■ Work instructions ■
1) In the text on iMarine fact sheets, translate this sentence into French: "To achieve this goal, iMarine VRE and apps can help."
2) Rewrite the lines of the records between the line holding "TARGET = white box truck" and the line holding "x=594, y=510", inclusive, as a numbered list with no blank lines.

■ Text section ■
==*==
Such ontologies can be used to set up knowldedge bases by instianting underlying classes and properties. Indeed, concepts are not only URIs to annotate information resources but are made of a set of properties indicating the relationships between entities of the domain: which species is predator of these species, which fishing gear are targeting these species, where these vessels are fishing... Knowledge bases can thus be used to set up Web portals summarizing some knowledge about entities: fact sheets about species, fishing gears, ecosystems, fisheries..

Automated fact sheet generation is a key issue in iMarine if we consider that a lot of systems have set up fact sheets:

  • Worms Yellowfin Tuna fact sheet [9]
  • FIRMS Yellowfin Tuna fact sheet [10]
  • Fishbase Yellowfin Tuna fact sheet [11]
  • Encyclopedia Of Life Yellowfin Tuna fact sheet [12]
  • GBIF Yellowfin Tuna fact sheet [13]

Being able to generate such fact sheets directly from RDF requires the content of underlying information systems to be made available in RDF. To achieve this goal, iMarine VRE and apps can help. Indeed, applications like "species manager" can combine information from different sources (OBIS, WORMS, GBIF, Fishbase...) and export the resulting mapping in RDF (compliant with TLO).
==*==
■ Record extracts ■

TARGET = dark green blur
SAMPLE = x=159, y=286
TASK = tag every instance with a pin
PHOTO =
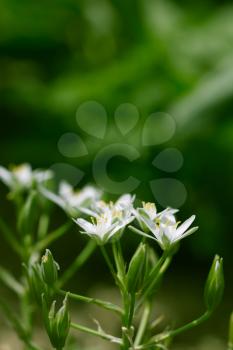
x=162, y=56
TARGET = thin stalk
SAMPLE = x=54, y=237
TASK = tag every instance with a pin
x=104, y=304
x=230, y=339
x=143, y=324
x=96, y=333
x=156, y=279
x=129, y=307
x=78, y=262
x=108, y=262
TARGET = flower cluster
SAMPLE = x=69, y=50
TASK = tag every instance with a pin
x=107, y=221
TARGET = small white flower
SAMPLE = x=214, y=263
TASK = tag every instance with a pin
x=167, y=231
x=22, y=177
x=108, y=219
x=70, y=200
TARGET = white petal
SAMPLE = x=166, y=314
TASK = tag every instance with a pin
x=53, y=197
x=188, y=233
x=183, y=227
x=6, y=176
x=86, y=225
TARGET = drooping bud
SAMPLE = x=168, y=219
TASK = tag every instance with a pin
x=215, y=284
x=57, y=324
x=36, y=283
x=135, y=268
x=49, y=268
x=27, y=214
x=230, y=339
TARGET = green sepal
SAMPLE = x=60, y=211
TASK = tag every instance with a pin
x=214, y=286
x=49, y=268
x=135, y=268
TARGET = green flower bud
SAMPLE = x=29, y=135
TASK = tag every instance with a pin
x=36, y=283
x=215, y=284
x=57, y=324
x=27, y=216
x=49, y=268
x=135, y=268
x=230, y=340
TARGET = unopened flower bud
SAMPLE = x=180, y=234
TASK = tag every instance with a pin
x=36, y=283
x=215, y=284
x=230, y=340
x=57, y=324
x=49, y=268
x=27, y=214
x=135, y=268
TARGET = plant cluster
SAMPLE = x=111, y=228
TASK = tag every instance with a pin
x=138, y=279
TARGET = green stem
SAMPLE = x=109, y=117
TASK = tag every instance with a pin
x=96, y=333
x=156, y=274
x=230, y=339
x=104, y=304
x=143, y=324
x=173, y=333
x=129, y=304
x=78, y=262
x=108, y=262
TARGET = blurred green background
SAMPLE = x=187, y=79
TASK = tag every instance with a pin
x=162, y=56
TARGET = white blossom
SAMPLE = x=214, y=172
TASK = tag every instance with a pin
x=108, y=219
x=22, y=177
x=163, y=226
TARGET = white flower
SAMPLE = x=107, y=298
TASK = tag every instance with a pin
x=22, y=177
x=71, y=200
x=167, y=231
x=108, y=219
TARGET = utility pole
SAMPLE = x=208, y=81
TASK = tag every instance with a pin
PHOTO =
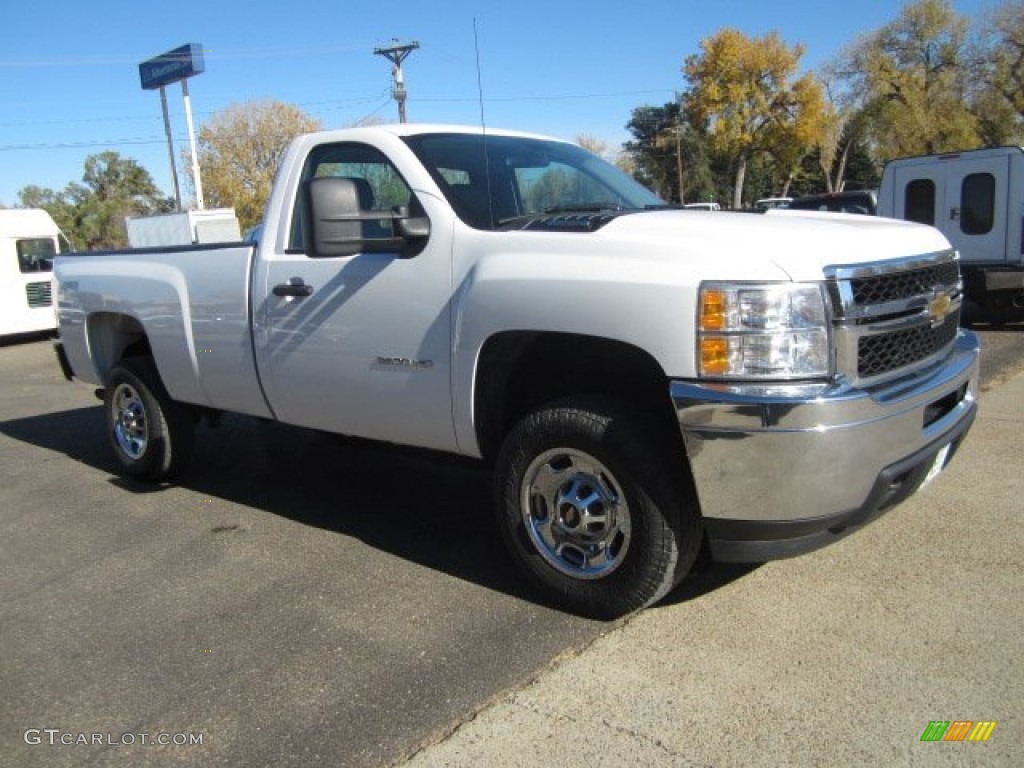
x=396, y=54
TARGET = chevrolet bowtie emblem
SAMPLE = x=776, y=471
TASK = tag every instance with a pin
x=939, y=306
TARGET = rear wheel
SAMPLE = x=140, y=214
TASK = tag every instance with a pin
x=594, y=511
x=152, y=434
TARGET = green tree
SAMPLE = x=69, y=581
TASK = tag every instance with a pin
x=240, y=150
x=92, y=213
x=747, y=92
x=669, y=155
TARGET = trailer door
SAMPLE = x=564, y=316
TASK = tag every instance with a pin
x=977, y=207
x=967, y=198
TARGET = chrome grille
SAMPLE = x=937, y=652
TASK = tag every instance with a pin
x=903, y=285
x=893, y=317
x=39, y=294
x=884, y=352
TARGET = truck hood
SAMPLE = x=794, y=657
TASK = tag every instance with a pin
x=801, y=244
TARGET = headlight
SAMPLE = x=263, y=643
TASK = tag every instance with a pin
x=767, y=331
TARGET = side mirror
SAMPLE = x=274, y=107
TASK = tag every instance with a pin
x=338, y=223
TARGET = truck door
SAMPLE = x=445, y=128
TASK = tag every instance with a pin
x=359, y=344
x=967, y=198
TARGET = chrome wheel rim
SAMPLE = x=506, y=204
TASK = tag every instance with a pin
x=130, y=431
x=576, y=513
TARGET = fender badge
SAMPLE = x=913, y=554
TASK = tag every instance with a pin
x=402, y=363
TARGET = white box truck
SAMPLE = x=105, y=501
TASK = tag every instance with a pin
x=185, y=228
x=976, y=198
x=29, y=242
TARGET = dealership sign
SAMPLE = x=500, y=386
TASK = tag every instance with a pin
x=176, y=65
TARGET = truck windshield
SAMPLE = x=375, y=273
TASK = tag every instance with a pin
x=493, y=181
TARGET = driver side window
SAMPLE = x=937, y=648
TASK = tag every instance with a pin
x=379, y=185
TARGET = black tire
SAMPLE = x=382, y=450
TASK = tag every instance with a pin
x=595, y=508
x=152, y=435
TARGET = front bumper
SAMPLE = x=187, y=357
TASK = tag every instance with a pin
x=780, y=470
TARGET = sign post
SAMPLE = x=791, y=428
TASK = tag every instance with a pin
x=173, y=67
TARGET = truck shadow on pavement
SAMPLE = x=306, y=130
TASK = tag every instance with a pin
x=422, y=507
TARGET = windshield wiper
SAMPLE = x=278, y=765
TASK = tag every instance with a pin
x=586, y=208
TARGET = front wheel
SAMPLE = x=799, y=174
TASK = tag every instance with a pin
x=152, y=434
x=594, y=510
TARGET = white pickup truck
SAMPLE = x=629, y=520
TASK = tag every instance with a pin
x=646, y=382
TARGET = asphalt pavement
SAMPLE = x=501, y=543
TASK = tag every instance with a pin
x=839, y=657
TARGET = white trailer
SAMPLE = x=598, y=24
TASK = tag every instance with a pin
x=976, y=198
x=29, y=242
x=185, y=228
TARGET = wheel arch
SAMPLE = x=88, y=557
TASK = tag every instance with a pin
x=113, y=336
x=518, y=371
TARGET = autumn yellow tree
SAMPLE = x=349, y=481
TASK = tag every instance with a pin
x=745, y=91
x=999, y=56
x=239, y=152
x=912, y=80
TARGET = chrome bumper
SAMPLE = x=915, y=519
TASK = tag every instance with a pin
x=781, y=470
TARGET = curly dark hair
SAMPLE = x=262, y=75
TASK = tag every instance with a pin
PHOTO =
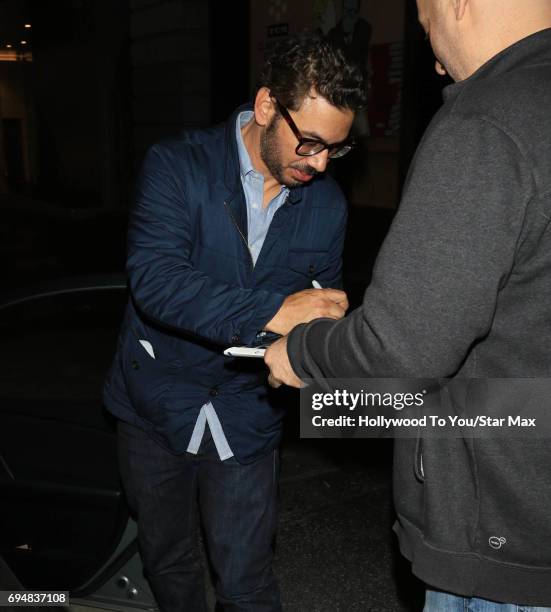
x=298, y=65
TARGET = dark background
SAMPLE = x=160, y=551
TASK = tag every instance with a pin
x=108, y=79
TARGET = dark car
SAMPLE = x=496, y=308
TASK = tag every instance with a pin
x=64, y=523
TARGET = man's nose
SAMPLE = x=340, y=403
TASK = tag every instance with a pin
x=319, y=161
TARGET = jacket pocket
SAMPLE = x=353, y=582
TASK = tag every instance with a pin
x=148, y=379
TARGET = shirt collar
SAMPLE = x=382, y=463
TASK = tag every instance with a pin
x=245, y=164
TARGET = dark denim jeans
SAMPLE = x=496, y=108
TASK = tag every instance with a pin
x=236, y=505
x=438, y=601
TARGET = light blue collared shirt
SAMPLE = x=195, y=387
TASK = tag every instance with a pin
x=258, y=217
x=258, y=223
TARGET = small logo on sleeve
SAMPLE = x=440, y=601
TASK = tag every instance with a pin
x=496, y=543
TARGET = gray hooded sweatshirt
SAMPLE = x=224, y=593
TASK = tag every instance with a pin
x=462, y=288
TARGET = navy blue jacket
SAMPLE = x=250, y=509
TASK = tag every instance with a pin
x=194, y=291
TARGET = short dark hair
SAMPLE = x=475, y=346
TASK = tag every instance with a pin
x=299, y=64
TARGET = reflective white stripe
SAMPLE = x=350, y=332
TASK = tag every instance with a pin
x=198, y=432
x=222, y=446
x=208, y=414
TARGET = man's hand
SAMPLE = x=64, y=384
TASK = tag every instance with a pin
x=306, y=305
x=281, y=372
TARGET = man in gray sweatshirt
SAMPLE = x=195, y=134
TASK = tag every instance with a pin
x=462, y=289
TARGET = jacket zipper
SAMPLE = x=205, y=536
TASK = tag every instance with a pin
x=241, y=234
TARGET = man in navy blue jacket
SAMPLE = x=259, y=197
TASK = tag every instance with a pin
x=231, y=227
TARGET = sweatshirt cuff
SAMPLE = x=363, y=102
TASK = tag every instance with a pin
x=295, y=342
x=299, y=342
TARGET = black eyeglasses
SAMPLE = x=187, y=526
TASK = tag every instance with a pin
x=310, y=146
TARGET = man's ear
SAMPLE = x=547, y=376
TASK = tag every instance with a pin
x=459, y=7
x=263, y=106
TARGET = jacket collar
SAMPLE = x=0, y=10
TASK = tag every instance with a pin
x=507, y=60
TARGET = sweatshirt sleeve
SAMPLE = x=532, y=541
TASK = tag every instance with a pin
x=163, y=281
x=437, y=279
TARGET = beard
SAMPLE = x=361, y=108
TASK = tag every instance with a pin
x=270, y=154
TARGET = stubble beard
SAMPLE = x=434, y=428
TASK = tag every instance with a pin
x=270, y=154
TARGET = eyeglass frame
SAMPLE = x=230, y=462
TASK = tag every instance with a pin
x=301, y=139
==*==
■ Solutions to the problems ■
1) Pour atteindre cet objectif, le VRE et les applications d'iMarine peuvent aider.

2)
1. TARGET = white box truck
2. SAMPLE = x=105, y=501
3. TASK = tag every instance with a pin
4. x=185, y=228
5. x=976, y=198
6. x=29, y=242
7. TARGET = dealership sign
8. SAMPLE = x=500, y=386
9. TASK = tag every instance with a pin
10. x=176, y=65
11. TARGET = truck windshield
12. SAMPLE = x=375, y=273
13. TASK = tag every instance with a pin
14. x=493, y=181
15. TARGET = driver side window
16. SAMPLE = x=937, y=648
17. TASK = tag every instance with a pin
18. x=379, y=185
19. TARGET = black tire
20. SAMPLE = x=382, y=450
21. TASK = tag every instance with a pin
22. x=595, y=508
23. x=152, y=435
24. TARGET = front bumper
25. SAMPLE = x=187, y=357
26. TASK = tag every instance with a pin
27. x=780, y=470
28. TARGET = sign post
29. SAMPLE = x=791, y=428
30. TASK = tag every instance with a pin
31. x=173, y=67
32. TARGET = truck shadow on pavement
33. SAMPLE = x=306, y=130
34. TASK = tag every instance with a pin
35. x=422, y=507
36. TARGET = windshield wiper
37. SAMPLE = x=278, y=765
38. TASK = tag every instance with a pin
39. x=586, y=208
40. TARGET = front wheel
41. SAMPLE = x=799, y=174
42. TASK = tag every instance with a pin
43. x=152, y=434
44. x=594, y=510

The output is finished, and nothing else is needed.